▶ Tugas:
[1] Tolong salin bagian teks halaman antara "Pengalamannya menyenangkan." dan "festival musik tersebut.", termasuk kedua ujungnya.
[2] Menurut teks halaman, dari kota mana Amir Mansor terbang untuk datang ke DWP?
[3] Teruskan teks halaman mulai setelah kalimat terakhir yang ada.

TRIBUNNEWS.COM, JAKARTA – Amir Mansor (29 tahun) rela terbang dari Kuala Lumpur bersama teman-temannya demi berpesta dan berjoget di ajang Djakarta Warehouse Project (DWP) pada 13-15 Desember 2024 silam.
Sebagai penikmat musik rave, warga negara Malaysia ini tak mau melewatkan salah satu festival musik elektronik terbesar di Asia itu.
“Kami sudah biasa bepergian ke negara-negara Asia untuk datang ke musik festival. Kami pernah pergi ke Thailand, Singapura, Korea, bahkan Indonesia,” kata Amir kepada BBC News Indonesia dikutip pada Jumat (27/12/2024).
Tahun lalu, Amir juga datang ke Bali demi DWP.
Pengalamannya menyenangkan.
Jadi dia memutuskan datang kembali tahun ini.
Sialnya, rencananya untuk bersenang-senang selama tiga hari malah berubah jadi mimpi buruk gara-gara “razia” narkoba polisi.
Awal Mula Dihampiri Oknum Polisi
Amir baru saja memesan layanan taksi daring lewat ponselnya ketika dia melihat temannya dihampiri oleh sejumlah orang.
Saat itu, mereka hendak kembali ke hotel setelah menonton malam pertama festival musik tersebut.
“Awalnya saya kira mereka adalah driver ojek online yang sedang mencari pelanggan,” kata Amir.
Amir berasumsi demikian lantaran orang-orang itu berpakaian bebas dan tidak menunjukkan tanda pengenal sebagai polisi maupun surat izin penggeledahan.
“Mereka memanggil teman saya yang berjalan dengan saya. Mereka menggeledah teman saya, lalu saya menunggu teman saya karena saya sudah memesan taksi online untuk pulang bersama.”
“Mereka [polisi] lalu ikut menarik saya, mengecek dompet dan barang-barang saya,” kenangnya.
Polisi Tidak Temukan Bukti Narkoba
Amir mengeklaim polisi tidak menemukan barang bukti narkoba apa pun saat dia digeledah.
Dia juga melihat polisi melakukan hal yang sama kepada sejumlah pengunjung DWP lainnya secara acak.
Mereka kemudian dikumpulkan dan dibawa ke Polda Metro Jaya.
Sesampainya di kantor polisi, Amir mengaku diminta melakukan tes urine.
Ponsel mereka disita, tak dibolehkan menghubungi siapa pun termasuk pengacara atau Kedutaan Besar Malaysia.
“Mereka cuma mengizinkan kami menghubungi keluarga kami, tapi mereka memonitor komunikasi kami, lalu menyita kembali ponsel kami,” terangnya.
“Mereka juga tidak mengizinkan kami menunjuk pengacara. Mereka memaksa kami menandatangani surat penunjukan pengacara yang sudah mereka tentukan.”
Pada pagi harinya, polisi memberi tahu hasil tes urine mereka.

▶ Daftar terlampir:
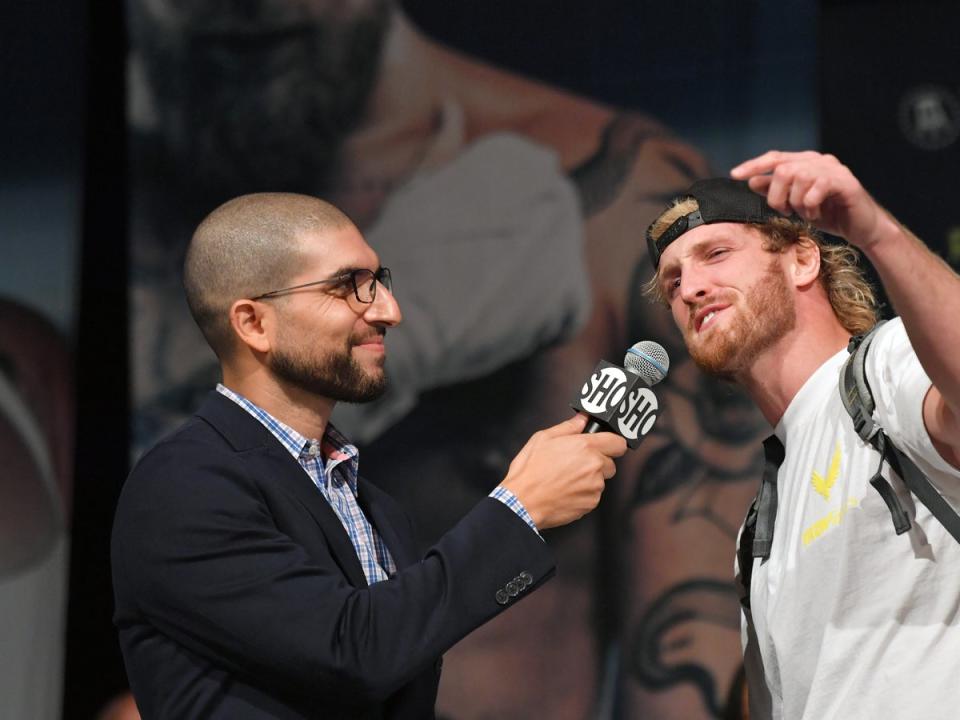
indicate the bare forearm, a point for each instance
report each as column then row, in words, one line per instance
column 925, row 292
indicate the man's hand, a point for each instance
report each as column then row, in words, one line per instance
column 821, row 190
column 560, row 473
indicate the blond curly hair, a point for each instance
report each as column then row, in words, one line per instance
column 852, row 297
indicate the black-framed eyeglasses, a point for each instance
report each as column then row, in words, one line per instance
column 364, row 284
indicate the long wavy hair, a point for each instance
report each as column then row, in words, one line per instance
column 852, row 297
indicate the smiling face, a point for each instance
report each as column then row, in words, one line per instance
column 729, row 297
column 325, row 341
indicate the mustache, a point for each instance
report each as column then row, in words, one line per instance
column 376, row 333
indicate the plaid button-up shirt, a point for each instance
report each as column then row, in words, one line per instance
column 332, row 464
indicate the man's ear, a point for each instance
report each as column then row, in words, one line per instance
column 806, row 265
column 251, row 324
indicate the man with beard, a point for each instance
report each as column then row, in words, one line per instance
column 842, row 616
column 256, row 575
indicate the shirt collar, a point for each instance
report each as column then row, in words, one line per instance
column 334, row 448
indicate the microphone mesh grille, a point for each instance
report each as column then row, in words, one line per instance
column 649, row 360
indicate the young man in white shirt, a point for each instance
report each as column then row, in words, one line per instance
column 842, row 617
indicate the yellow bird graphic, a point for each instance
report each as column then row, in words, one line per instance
column 823, row 485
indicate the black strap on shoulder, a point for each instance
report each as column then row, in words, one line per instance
column 858, row 400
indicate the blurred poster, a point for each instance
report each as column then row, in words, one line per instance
column 504, row 160
column 40, row 143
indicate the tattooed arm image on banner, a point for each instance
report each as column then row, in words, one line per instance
column 511, row 214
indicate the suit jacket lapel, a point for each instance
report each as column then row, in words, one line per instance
column 270, row 459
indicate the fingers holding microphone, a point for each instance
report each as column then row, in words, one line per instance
column 560, row 473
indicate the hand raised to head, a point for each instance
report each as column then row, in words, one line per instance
column 819, row 189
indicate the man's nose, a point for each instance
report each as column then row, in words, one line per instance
column 693, row 286
column 384, row 309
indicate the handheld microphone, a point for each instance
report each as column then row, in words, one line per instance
column 619, row 399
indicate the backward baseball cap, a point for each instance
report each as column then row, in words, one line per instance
column 720, row 200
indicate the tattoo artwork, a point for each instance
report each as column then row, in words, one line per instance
column 661, row 653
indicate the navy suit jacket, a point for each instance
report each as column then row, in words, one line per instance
column 239, row 594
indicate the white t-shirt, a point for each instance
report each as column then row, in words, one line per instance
column 848, row 619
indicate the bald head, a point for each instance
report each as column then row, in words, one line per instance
column 246, row 247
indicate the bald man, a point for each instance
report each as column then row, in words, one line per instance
column 256, row 574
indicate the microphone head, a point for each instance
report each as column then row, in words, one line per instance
column 648, row 360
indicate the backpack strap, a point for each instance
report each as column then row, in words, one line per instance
column 858, row 400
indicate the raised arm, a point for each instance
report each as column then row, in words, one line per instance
column 924, row 290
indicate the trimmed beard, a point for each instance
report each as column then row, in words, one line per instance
column 337, row 375
column 770, row 314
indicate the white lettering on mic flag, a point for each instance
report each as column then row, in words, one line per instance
column 603, row 390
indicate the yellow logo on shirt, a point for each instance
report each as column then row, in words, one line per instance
column 823, row 485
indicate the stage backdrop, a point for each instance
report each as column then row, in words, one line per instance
column 504, row 159
column 40, row 147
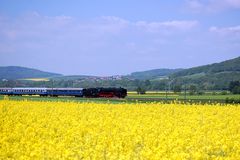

▶ Jawaban per tugas:
[1]
Pengalamannya menyenangkan.
Jadi dia memutuskan datang kembali tahun ini.
Sialnya, rencananya untuk bersenang-senang selama tiga hari malah berubah jadi mimpi buruk gara-gara “razia” narkoba polisi.
Awal Mula Dihampiri Oknum Polisi
Amir baru saja memesan layanan taksi daring lewat ponselnya ketika dia melihat temannya dihampiri oleh sejumlah orang.
Saat itu, mereka hendak kembali ke hotel setelah menonton malam pertama festival musik tersebut.

[2] Dari Kuala Lumpur.

[3]
“Sebagian dari kami positif dan sebagian lainnya negatif. Tapi walaupun hasil tesnya negatif, mereka tetap mengunci kami di kantor mereka,” kata Amir.
“Mereka bilang karena kami datang sama-sama, walaupun sebagian [hasil tes urine] negatif, kami diminta mengaku salah dan membayar untuk bisa bebas.”
Diperas Rp 800 Juta
Amir mengeklaim bahwa dia dan delapan orang temannya diminta membayar Rp800 juta untuk bisa bebas.
“Padahal tidak ditemukan barang bukti apa pun pada kami, hanya tes urine sebagian dari kami hasilnya positif. Kami harus membayar Rp800 juta, walaupun hasilnya negatif, kami tetap harus bayar,” jelasnya.
Amir mencoba menawar nominal uang yang harus dibayarkan.
Akhirnya, mereka membayar sekitar RM100.000 (sekitar Rp360 juta).
Bukti Transfer ke Inisial MAB
Berdasarkan bukti transfer yang masih dia simpan, dana itu mereka kirimkan ke rekening pribadi seseorang berinisial MAB.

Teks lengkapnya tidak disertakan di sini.